This post is an attempt at sharing what I learnt the hard way while writing my firsts high throughput Numaflow pipelines. It took me some time to convince myself that I had a resource efficient and safe pipeline, and I had to troubleshoot a few misconfiguration errors I made.
feel free to share this article or drop a message with your feedback!
Introduction: What's Numaflow ?
If you're not familiar with Numaflow, visit their excellent documentation. To summarize, it is a scalable and event oriented framework for data pipelines built into Kubernetes using custom resources and an operator. It also has a convenient web app. To create a pipeline, you define it as a YAML that most notably contains a set of vertices that are either sources, processors, or sinks and can be built in or user defined. To communicate between vertices, you define edges that use underlying streams, generally powered by a Jetstream managed as a Inter Step Buffer Service resource in Kubernetes. The data flows between steps and can be filtered at edges. Once again, for more details, visit the Numaflow documentation.
TIP 1: Partitionning
Numaflow defaults to a single partition per inter step buffer (edge). It is convenient
for small workloads, but for more than 5 thousands messages per second, you will need
to use partitioning. As far as I understand, you're better off having too much partition
than too little, so it's a good rule of thumb to use at least 4 or 5 partitions if you know
that some edge can receive a few thousands messages per second. This can be achieve by setting
the partition
key of the vertice that is reading the buffer, which "owns" edge:
- name: live-addr-rel-pricer-udf
partitions: 4 # <- it happens here
udf:
container:
image: registry.gitlab.com/my-company/my-repo/message-enriching-udf:v1.56.0
env:
- name: MY_ENVAR
value: "My value"

» DATASET EXTRACT
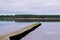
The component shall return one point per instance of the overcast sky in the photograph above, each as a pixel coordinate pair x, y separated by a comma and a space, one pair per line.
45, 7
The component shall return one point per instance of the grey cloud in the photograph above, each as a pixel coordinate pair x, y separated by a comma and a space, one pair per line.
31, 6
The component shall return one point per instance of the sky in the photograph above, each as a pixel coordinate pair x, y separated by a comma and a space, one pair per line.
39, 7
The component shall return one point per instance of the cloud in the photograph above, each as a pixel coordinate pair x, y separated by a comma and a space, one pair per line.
* * *
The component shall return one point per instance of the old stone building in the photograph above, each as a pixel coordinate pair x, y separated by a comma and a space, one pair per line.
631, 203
...
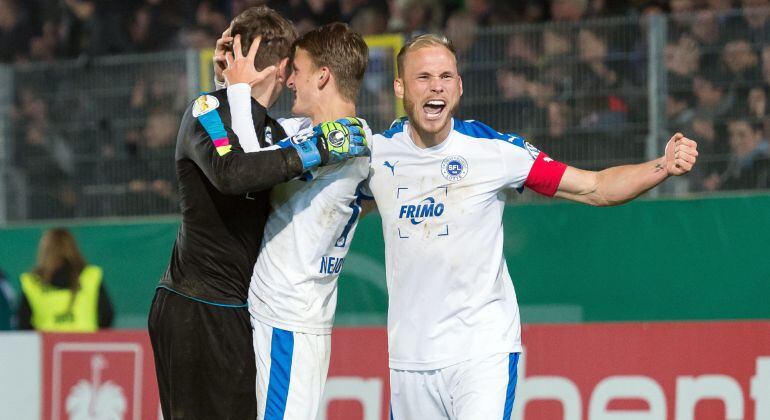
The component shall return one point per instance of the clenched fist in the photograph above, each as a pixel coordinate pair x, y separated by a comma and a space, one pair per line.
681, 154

» WHAT THIS TASK INVOLVES
According to the Numaflow post, how many partitions does Numaflow use per inter step buffer by default? The records come from a separate source unrelated to the Numaflow post.

» ANSWER FOR THIS EXERCISE
A single partition per inter step buffer (edge).